[Natural-language object grounding data]

========================================

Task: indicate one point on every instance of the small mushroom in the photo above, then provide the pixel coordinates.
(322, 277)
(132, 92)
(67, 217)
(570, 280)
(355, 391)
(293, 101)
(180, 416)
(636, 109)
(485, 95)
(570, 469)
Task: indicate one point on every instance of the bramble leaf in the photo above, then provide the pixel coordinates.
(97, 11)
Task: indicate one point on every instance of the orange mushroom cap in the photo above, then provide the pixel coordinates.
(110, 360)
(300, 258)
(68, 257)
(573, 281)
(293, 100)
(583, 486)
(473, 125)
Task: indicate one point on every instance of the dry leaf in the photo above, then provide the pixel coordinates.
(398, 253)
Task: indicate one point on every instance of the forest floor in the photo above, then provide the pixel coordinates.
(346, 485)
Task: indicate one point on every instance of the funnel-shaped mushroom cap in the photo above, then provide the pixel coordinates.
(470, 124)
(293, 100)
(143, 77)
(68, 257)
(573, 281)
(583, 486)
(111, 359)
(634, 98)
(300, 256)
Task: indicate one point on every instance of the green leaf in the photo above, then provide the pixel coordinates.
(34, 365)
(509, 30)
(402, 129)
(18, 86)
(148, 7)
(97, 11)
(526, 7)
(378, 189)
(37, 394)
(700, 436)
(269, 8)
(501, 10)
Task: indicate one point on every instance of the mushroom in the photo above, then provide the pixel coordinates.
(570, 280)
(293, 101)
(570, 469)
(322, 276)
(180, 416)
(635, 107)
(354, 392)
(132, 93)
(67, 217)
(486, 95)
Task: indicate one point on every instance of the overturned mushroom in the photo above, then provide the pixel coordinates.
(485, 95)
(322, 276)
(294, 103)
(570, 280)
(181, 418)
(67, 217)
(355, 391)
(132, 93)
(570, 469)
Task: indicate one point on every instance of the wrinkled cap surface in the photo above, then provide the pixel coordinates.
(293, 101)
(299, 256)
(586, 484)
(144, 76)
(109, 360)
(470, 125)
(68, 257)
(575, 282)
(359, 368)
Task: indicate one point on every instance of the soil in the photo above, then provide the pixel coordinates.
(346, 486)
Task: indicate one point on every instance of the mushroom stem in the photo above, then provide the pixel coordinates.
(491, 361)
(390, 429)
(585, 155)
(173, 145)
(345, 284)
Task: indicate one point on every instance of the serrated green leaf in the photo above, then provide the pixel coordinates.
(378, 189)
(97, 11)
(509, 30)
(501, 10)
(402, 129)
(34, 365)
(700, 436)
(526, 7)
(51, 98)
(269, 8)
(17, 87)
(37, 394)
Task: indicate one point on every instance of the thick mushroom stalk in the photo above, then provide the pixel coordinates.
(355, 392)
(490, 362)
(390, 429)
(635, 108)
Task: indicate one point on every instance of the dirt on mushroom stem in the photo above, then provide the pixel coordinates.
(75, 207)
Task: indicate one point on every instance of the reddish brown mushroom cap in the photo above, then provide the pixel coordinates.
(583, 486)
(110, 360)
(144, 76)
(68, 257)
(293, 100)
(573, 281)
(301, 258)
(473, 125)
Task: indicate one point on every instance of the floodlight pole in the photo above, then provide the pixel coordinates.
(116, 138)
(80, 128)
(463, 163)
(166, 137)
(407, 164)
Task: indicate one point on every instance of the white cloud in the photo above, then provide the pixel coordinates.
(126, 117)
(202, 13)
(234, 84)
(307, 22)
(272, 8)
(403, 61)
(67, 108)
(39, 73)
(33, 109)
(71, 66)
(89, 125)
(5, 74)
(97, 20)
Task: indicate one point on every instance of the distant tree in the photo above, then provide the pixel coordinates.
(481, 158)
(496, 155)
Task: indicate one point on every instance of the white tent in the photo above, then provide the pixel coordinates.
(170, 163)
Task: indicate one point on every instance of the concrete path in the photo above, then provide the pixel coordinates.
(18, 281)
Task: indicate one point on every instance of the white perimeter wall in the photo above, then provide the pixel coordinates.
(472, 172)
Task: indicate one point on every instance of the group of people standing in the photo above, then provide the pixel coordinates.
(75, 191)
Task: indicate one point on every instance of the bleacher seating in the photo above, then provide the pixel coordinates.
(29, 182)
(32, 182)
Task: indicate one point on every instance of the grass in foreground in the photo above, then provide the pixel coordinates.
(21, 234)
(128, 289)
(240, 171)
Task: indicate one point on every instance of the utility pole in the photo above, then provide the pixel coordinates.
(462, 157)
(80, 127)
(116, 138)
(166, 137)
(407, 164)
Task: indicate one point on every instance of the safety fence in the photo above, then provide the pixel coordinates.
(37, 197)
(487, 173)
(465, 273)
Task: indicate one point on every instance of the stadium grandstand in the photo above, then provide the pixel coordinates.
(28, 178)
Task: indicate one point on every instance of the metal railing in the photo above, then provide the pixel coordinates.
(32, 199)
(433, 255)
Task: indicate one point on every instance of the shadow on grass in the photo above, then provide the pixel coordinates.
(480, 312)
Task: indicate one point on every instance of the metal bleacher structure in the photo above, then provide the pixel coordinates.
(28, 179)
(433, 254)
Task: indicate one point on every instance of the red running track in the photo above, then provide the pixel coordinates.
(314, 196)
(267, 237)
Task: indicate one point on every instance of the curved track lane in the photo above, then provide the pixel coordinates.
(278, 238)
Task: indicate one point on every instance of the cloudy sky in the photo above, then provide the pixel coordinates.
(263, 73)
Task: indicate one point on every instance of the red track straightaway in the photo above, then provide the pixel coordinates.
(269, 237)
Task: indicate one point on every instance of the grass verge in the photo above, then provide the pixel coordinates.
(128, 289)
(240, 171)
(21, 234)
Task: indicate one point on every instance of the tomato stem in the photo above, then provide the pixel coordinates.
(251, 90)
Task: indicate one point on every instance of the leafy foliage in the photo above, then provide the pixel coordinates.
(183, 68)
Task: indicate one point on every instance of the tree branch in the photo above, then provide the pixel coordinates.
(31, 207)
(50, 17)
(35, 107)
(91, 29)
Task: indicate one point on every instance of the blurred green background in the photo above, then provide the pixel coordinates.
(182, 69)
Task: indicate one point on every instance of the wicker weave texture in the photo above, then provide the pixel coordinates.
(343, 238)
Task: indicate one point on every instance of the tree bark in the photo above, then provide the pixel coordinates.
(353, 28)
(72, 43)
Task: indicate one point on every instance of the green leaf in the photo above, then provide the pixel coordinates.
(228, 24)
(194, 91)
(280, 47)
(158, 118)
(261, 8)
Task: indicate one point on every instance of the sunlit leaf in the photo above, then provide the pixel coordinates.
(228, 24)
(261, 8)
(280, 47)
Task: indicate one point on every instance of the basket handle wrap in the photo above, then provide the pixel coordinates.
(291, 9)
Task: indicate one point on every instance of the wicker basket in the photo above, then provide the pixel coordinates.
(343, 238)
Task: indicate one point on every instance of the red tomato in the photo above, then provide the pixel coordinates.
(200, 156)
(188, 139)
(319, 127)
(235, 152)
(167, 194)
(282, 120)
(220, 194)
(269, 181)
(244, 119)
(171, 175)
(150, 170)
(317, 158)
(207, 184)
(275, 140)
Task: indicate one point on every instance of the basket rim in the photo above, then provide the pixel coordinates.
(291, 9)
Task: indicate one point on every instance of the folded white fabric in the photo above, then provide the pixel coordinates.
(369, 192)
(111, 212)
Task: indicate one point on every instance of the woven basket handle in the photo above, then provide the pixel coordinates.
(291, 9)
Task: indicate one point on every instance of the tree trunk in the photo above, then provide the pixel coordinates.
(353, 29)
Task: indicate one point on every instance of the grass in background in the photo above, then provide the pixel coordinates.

========================================

Repeat the data precisely, line by line.

Task: indicate one point on every instance of the small mushroom in the photo above, then provide the pixel coordinates.
(322, 277)
(132, 92)
(67, 217)
(570, 280)
(355, 391)
(293, 101)
(180, 416)
(636, 109)
(485, 95)
(570, 469)
Task: indicate one point on every instance of the bramble leaf in the photo above, then provide the pixel coordinates.
(97, 11)
Task: indicate one point on every instance of the orange mushroom cap in the photo above, then provide the pixel coordinates.
(110, 360)
(300, 258)
(68, 257)
(573, 281)
(293, 100)
(583, 486)
(473, 125)
Task: indicate one point on every instance of the dry leaf in the photo above, then provide the pixel coordinates.
(398, 253)
Task: indicate one point on every instance of the forest floor in the photo above, then provide the pixel coordinates.
(346, 485)
Task: indicate one point on every instance of the funnel-shaped mushroom cap in the photo above, then provide the pixel coordinates.
(470, 124)
(293, 100)
(143, 77)
(68, 257)
(573, 281)
(583, 486)
(111, 359)
(634, 98)
(300, 256)
Task: indicate one point on every instance of the green leaf in the photo above, then provide the pixel coordinates.
(34, 365)
(509, 30)
(402, 129)
(18, 86)
(148, 7)
(97, 11)
(526, 7)
(378, 189)
(37, 394)
(700, 436)
(269, 8)
(501, 10)
Task: indicate one point on every instance of the mushroom in the photo above, then provide the pixel coordinates.
(570, 280)
(293, 101)
(570, 469)
(322, 276)
(180, 416)
(635, 107)
(354, 392)
(132, 93)
(67, 217)
(486, 95)
Task: indicate one point on every instance of the overturned mushroom in the photo above, then provide the pixel coordinates.
(485, 95)
(322, 276)
(294, 103)
(570, 280)
(181, 418)
(67, 217)
(355, 391)
(132, 93)
(570, 469)
Task: indicate one point on every instance of the wrinkled cap surface in the photo above, then provide the pixel coordinates.
(293, 101)
(299, 256)
(586, 484)
(144, 76)
(109, 360)
(470, 125)
(68, 257)
(575, 282)
(359, 368)
Task: indicate one point on every instance of the soil in the photo above, then provide the pixel coordinates.
(346, 486)
Task: indicate one point on every instance of the mushroom stem in the photo above, then provide the pixel coordinates.
(491, 361)
(390, 429)
(585, 155)
(173, 145)
(345, 284)
Task: indicate one point on every instance of the serrated green leaf in the photo above, then provide the pixel coordinates.
(378, 189)
(97, 11)
(509, 30)
(501, 10)
(402, 129)
(34, 365)
(700, 436)
(526, 7)
(51, 98)
(269, 8)
(17, 87)
(37, 394)
Task: indicate one point on every instance of the thick mushroom stalk in the photo above, then provide the pixel coordinates.
(355, 392)
(490, 362)
(390, 429)
(635, 108)
Task: indicate one point on every instance of the dirt on mushroom stem in the photo above, then provide the pixel coordinates.
(75, 207)
Task: indicate one point on every instance of the reddish brown mushroom cap in the photo above, then provide the pixel coordinates.
(583, 486)
(110, 360)
(144, 76)
(68, 257)
(293, 100)
(573, 281)
(301, 258)
(473, 125)
Task: indicate one point on every instance of the floodlight pole in the photo above, then provide the pixel coordinates.
(116, 138)
(80, 128)
(463, 163)
(166, 137)
(407, 164)
Task: indicate one point on every instance of the white cloud in the photo above, then provide the pixel coordinates.
(126, 117)
(202, 13)
(234, 84)
(307, 22)
(272, 8)
(403, 61)
(67, 108)
(39, 73)
(33, 109)
(71, 66)
(89, 125)
(5, 74)
(97, 20)
Task: indicate one point on every instance of the distant tree in the photo above, then provide the pixel coordinates.
(481, 158)
(496, 155)
Task: indicate one point on every instance of the white tent in the photo above, then provide the pixel coordinates.
(170, 163)
Task: indicate one point on every instance of the concrete path in the photo above, then provide the pixel coordinates.
(18, 281)
Task: indicate one point on every instance of the white perimeter wall in the photo above, then provide the pixel coordinates.
(472, 172)
Task: indicate one point on every instance of the group of people standing in the photo above, then provide the pixel coordinates.
(75, 191)
Task: indicate one point on every instance of the bleacher seating in the photo above, then provide the pixel coordinates.
(29, 182)
(32, 182)
Task: indicate one point on every instance of the grass in foreground in the photo above, then provide the pixel coordinates.
(21, 234)
(128, 289)
(240, 171)
Task: indicate one point on every instance of the utility pole in the photo above, then provide the pixel coordinates.
(462, 157)
(80, 127)
(116, 138)
(166, 137)
(407, 164)
Task: indicate one point on every instance of the safety fence in the photo above, then provide the pixel coordinates.
(37, 197)
(487, 173)
(465, 273)
Task: indicate one point on every instance of the stadium grandstand in the photo above, then provide the pixel coordinates.
(28, 178)
Task: indicate one point on every instance of the metal railing in the photo above, then provide the pixel coordinates.
(32, 199)
(433, 255)
Task: indicate one point on every instance of the shadow on grass in the photo above, then provide the pixel coordinates.
(480, 312)
Task: indicate one point on every instance of the metal bleacher structure in the photo above, then provide the pixel coordinates.
(28, 179)
(433, 254)
Task: indicate one point on every instance of the red running track in the photo above, then provide the pixel coordinates.
(314, 196)
(267, 237)
Task: indicate one point on every instance of the curved track lane in the photo above, then provide the pixel coordinates.
(278, 238)
Task: indicate one point on every instance of the cloudy sky in the photo above, then provide the pixel coordinates.
(263, 73)
Task: indicate one point on every instance of the red track straightaway in the photo above, then provide the pixel coordinates.
(269, 237)
Task: indicate one point on every instance of the grass verge in the photo above, then provide the pixel coordinates.
(128, 289)
(240, 171)
(21, 234)
Task: indicate one point on every instance of the tomato stem in the photo above, then provide the pixel coordinates.
(251, 90)
Task: indicate one point on every instance of the leafy foliage in the photo above, then provide the pixel coordinates.
(183, 68)
Task: indicate one point on every instance of the tree branch in the photo above, then provide the pixel coordinates.
(31, 207)
(50, 17)
(35, 107)
(91, 29)
Task: indicate one point on every instance of the blurred green background in the photo above, then provide the pixel coordinates.
(182, 69)
Task: indicate one point on every instance of the wicker weave texture in the photo above, then provide the pixel coordinates.
(343, 238)
Task: indicate one point on every instance of the tree bark in the photo above, then provide the pixel coordinates.
(353, 28)
(72, 43)
Task: indicate one point on every instance of the green leaf in the photo above, then provide the pixel coordinates.
(228, 24)
(194, 91)
(280, 47)
(158, 118)
(261, 8)
Task: indicate one point on every instance of the sunlit leaf in the photo above, then provide the pixel coordinates.
(228, 24)
(261, 8)
(280, 47)
Task: indicate one point on every instance of the basket handle wrap in the photo above, then provide the pixel coordinates.
(291, 9)
Task: indicate one point on every instance of the wicker basket in the photo above, then provide the pixel coordinates.
(343, 238)
Task: indicate one point on every instance of the red tomato in the photo above, then provide the pixel coordinates.
(200, 156)
(188, 139)
(319, 127)
(235, 152)
(167, 194)
(282, 120)
(220, 194)
(269, 181)
(244, 119)
(171, 175)
(150, 170)
(317, 158)
(207, 184)
(275, 140)
Task: indicate one point on every instance of the basket rim in the photo above, then provide the pixel coordinates.
(291, 9)
Task: indicate one point on every instance of the folded white fabric in the photo above, then provide the pixel coordinates.
(369, 192)
(111, 212)
Task: indicate one point on every instance of the woven basket handle in the photo above, then provide the pixel coordinates.
(291, 9)
Task: indicate one point on every instance of the tree trunk in the photo above, then provide the pixel coordinates.
(353, 29)
Task: indicate one point on every instance of the grass in background in the photo above, then provide the pixel coordinates.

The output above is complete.